→ Passage
▬▬▬▬▬▬
|
CyTOF Data Analysis:
Discrimination versus Correlation ?Günter Valet |
Multiparameter flow cytometry: Data analysis in multiparameter flow cytometry is of high importance for understanding experimental results. Particular challenges emerge from the rising number of parameters like in mass spectrum cytometry (CyTOF). This concerns data display but equally information and knowledge extraction. Early analysis in the clinical context aimed at diagnosis as well as individualized predictions concerning therapy related disease course or disease outcome in patients (1, 2, 3, 4).
Correlation analysis: After sequencing the human genome ( 5), it seemed promising to analyze the multitude of spots of patient cell or tissue lysates on RNA expression arrays by hierarchical correlation analysis ( 6) rather than to enlarge the number of single cell parameters by flow cytometry. Similarly behaving parameters were rearranged during the correlative analysis to stratify diseased patients into different prognosis groups (cohort future) ( 7, 8). Patient stratification in medicine represents a makeshift solution due to the inability to predict further disease course and outcome in individual patients. Stratification frequently helps to identify patient groups with higher therapeutic susceptibility. Patients in stratified groups are mixed in various proportion with patients from other groups. This means that molecular signatures of stratified patient groups are "contaminated". It is therefore important to strive for individualized predictions by flow and image cytometry (predictive medicine by cytomics)
Cells as elementary function units of organisms carry molecular information about presence (diagnosis) and future (prediction). The multimolecular analysis of individual cells provides more information than the molecular mixtures in cell lysates or homogenates. With this idea, it seemed worthwile to further develop flow cytometers, capable of measuring more parameters than the early 3- or 4-parameter instruments, for example between 17 ( 9) to 20 parameters. The construction of mass cytometry flow and image cytometers (CyTOF) collecting around 40 parameters ( 10) provided an enormeous gain of information with new opportunities for individualized predictions in medicine. Data analysis remains, however, mostly correlative ( 12, 13) thus missing a substantial part of the discrimination potential of multiparameter cytometry.
Discrimination analysis: Discrimination analysis is primarily directed towards individualized conclusions in high complexity data analysis. Classification may be probabilistic using for example statistical Bayes classifiers ( 14) but more easily algorithmic with the advantage that algorithms do typically not require assumptions concerning parameter distributions, no reconstitutions have to be made in case of outliers or missing values and they are readily suitable for interlaboratory standardization and aim at greater 95% or 99% accuracy.
▬▬▬▬▬▬
→ Exercise tasks
(1) According to the passage on CyTOF data analysis, why is it important to strive for individualized predictions instead of relying on patient stratification?
(2) Reproduce everything in the CyTOF passage from "Cells as elementary" down to "of multiparameter cytometry.", swapping "individual cells" for "single cells".
The records that follow were drawn from a separate source.

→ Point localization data
▬▬▬▬▬▬
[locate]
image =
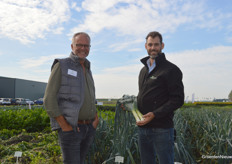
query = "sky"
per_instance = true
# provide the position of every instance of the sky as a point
(197, 35)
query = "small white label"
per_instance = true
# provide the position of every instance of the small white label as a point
(18, 154)
(119, 159)
(72, 72)
(99, 103)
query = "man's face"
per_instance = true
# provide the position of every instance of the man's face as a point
(153, 46)
(81, 46)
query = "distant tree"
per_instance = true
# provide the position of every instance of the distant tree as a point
(230, 96)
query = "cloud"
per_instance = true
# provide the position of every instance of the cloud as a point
(206, 72)
(36, 62)
(136, 17)
(27, 20)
▬▬▬▬▬▬
→ Responses
(1) Patients in stratified groups are mixed in various proportions with patients from other groups, so the molecular signatures of those groups are "contaminated." Stratification itself is a makeshift solution, used because further disease course and outcome cannot be predicted in individual patients.

(2)
Cells as elementary function units of organisms carry molecular information about presence (diagnosis) and future (prediction). The multimolecular analysis of single cells provides more information than the molecular mixtures in cell lysates or homogenates. With this idea, it seemed worthwile to further develop flow cytometers, capable of measuring more parameters than the early 3- or 4-parameter instruments, for example between 17 ( 9) to 20 parameters. The construction of mass cytometry flow and image cytometers (CyTOF) collecting around 40 parameters ( 10) provided an enormeous gain of information with new opportunities for individualized predictions in medicine. Data analysis remains, however, mostly correlative ( 12, 13) thus missing a substantial part of the discrimination potential of multiparameter cytometry.